# Set exercise a
In the piece on mangled English, rewrite the paragraph beginning "When they said "reach out"" in two or three sentences, keeping its main facts.

# Extract to read
++++++++++++++++++++
Mangled English

questioning emoticonI wonder if George Orwell knew what he was unleashing on the world with the publication of his dystopean novel, Nineteen Eighty-Four?

The English language has been forever changed because of it. Big BrotherRoom 101, the Thought Policethoughtcrimeunpersonmemory hole (oblivion), doublethink (simultaneously holding and believing contradictory beliefs) and Newspeak (ideological language) have become common phrases. Doublethink has birthed twins – Doublespeak  and Groupthink.

Language is a living thing. I know that. Technology, social media, communication devices have forced us all to adopt and adapt language that fits with the newness that has invaded our lives on so many levels.

As I was reading the weekend paper the other day, I came across an interesting article written by Ian Henschke, a former South Australian television journalist and radio presenter. It’s called Let’s touch base for a deep dive into the ruin of plain speaking. Here’s what he had to say. I’ve shared it all as I found it such a thought provoking read – 

‘I HAD someone thank me the other day for returning their phone call.

They said they were glad I had because they wanted to “reach out” to me. I had to stop and think about what they were was saying. The trouble with mangling the English language is you don’t make yourself clear.

When they said “reach out” I thought of Diana Ross wanting to “touch somebody’s hand and make the world a better place”. But then the Four Tops song came blasting through my brain. I first heard that extraordinary rhythm and blues hit when I was 12. The rest of the lyrics still resonate. “I’ll be there to love and comfort you.” But I didn’t really want to be loved and comforted by someone I’d never met, let alone touch their hand.
++++++++++++++++++++
# Provided data

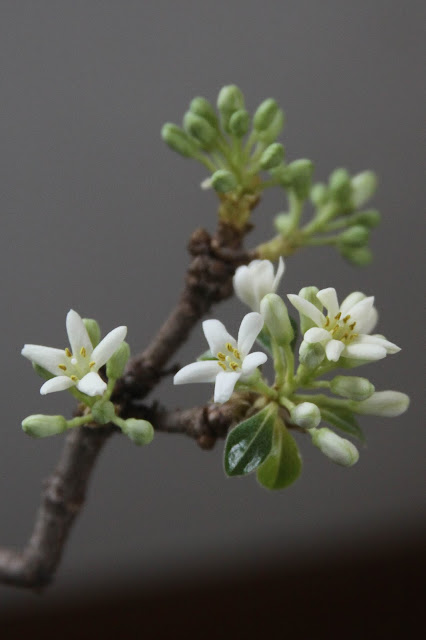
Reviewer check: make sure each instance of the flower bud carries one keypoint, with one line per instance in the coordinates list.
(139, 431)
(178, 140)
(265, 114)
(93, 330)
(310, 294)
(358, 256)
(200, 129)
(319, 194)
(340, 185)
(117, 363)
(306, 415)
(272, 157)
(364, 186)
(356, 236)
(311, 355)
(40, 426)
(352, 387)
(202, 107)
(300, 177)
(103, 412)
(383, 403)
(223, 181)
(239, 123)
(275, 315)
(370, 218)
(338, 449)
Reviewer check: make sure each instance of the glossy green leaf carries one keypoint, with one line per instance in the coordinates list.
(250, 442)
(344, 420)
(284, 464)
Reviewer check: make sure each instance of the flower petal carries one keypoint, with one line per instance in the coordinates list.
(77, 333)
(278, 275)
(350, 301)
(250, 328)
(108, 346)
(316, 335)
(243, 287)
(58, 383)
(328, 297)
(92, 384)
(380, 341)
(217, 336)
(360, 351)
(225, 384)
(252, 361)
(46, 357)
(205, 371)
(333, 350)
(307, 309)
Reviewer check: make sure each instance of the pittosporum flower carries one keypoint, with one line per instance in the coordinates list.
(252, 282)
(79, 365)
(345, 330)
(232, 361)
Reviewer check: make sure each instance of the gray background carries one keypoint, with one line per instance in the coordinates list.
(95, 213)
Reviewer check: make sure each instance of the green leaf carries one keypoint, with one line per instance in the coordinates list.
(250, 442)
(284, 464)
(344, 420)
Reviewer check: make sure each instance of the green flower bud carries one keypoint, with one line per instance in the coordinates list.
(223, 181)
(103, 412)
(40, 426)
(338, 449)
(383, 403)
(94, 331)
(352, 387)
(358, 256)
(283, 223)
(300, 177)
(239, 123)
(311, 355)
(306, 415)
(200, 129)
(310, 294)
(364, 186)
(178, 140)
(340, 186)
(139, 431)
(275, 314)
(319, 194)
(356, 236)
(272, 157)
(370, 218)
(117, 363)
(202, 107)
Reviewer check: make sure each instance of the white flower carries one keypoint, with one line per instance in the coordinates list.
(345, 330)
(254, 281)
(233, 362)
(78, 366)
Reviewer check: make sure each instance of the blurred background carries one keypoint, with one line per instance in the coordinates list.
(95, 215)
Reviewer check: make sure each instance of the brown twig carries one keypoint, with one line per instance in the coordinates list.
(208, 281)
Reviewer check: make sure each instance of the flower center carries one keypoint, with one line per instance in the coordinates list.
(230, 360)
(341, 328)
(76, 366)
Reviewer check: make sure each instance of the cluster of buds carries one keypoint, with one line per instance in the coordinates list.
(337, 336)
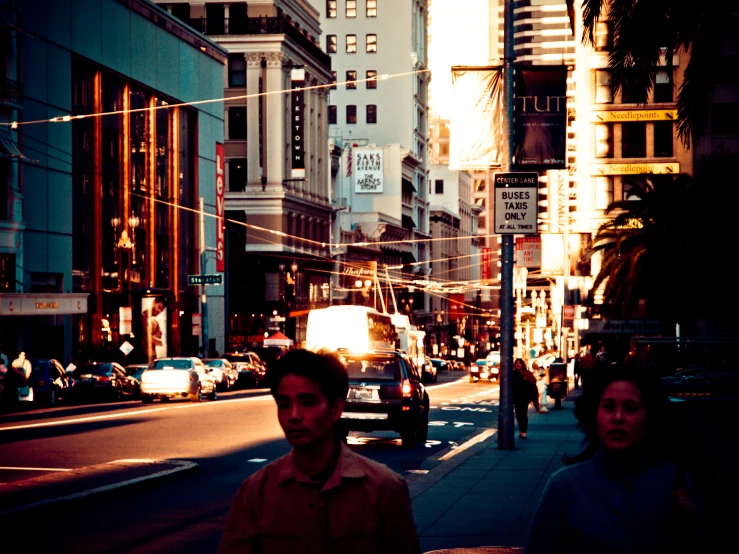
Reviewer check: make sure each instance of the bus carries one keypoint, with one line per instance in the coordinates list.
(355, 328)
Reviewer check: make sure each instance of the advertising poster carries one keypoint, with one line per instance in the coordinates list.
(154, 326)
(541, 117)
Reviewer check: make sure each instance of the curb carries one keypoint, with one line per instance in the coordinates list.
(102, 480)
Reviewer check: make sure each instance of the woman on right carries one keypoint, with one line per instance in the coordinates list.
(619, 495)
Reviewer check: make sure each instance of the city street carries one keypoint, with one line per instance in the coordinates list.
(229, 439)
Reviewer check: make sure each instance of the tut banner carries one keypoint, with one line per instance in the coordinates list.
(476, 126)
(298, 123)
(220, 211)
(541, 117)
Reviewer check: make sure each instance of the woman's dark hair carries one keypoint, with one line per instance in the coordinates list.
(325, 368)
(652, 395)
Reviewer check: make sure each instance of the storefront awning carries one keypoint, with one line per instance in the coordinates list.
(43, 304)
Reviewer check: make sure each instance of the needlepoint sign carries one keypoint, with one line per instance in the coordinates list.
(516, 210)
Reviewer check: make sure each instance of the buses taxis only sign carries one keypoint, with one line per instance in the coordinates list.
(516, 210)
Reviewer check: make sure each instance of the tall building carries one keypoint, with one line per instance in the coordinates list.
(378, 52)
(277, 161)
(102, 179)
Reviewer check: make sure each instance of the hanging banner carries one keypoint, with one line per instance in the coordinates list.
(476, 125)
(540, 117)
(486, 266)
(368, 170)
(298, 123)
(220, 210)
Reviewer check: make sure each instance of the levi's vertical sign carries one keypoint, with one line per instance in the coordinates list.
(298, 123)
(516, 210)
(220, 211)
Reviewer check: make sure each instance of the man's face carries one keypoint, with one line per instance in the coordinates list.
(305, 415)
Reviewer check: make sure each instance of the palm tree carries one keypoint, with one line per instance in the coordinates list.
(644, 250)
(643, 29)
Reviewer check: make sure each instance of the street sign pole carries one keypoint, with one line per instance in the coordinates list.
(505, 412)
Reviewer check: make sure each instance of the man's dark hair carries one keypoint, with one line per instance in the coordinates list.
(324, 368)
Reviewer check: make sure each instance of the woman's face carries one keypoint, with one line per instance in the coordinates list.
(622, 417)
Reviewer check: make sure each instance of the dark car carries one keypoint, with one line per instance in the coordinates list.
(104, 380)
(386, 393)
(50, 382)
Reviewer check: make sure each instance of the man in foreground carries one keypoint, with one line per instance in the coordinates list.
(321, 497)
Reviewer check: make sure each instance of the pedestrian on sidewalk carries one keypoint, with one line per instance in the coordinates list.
++++++++++++++++++++
# Set exercise b
How many lines in the rows contain the word "street"? Reply with the number alone.

# Complete output a
"Reach out" first made me think of Diana Ross wanting to "touch somebody's hand and make the world a better place." Then the Four Tops hit I first heard at 12 came to mind, and its line "I'll be there to love and comfort you" still resonates. But I didn't want love and comfort from someone I'd never met, let alone to touch their hand.

# Complete output b
2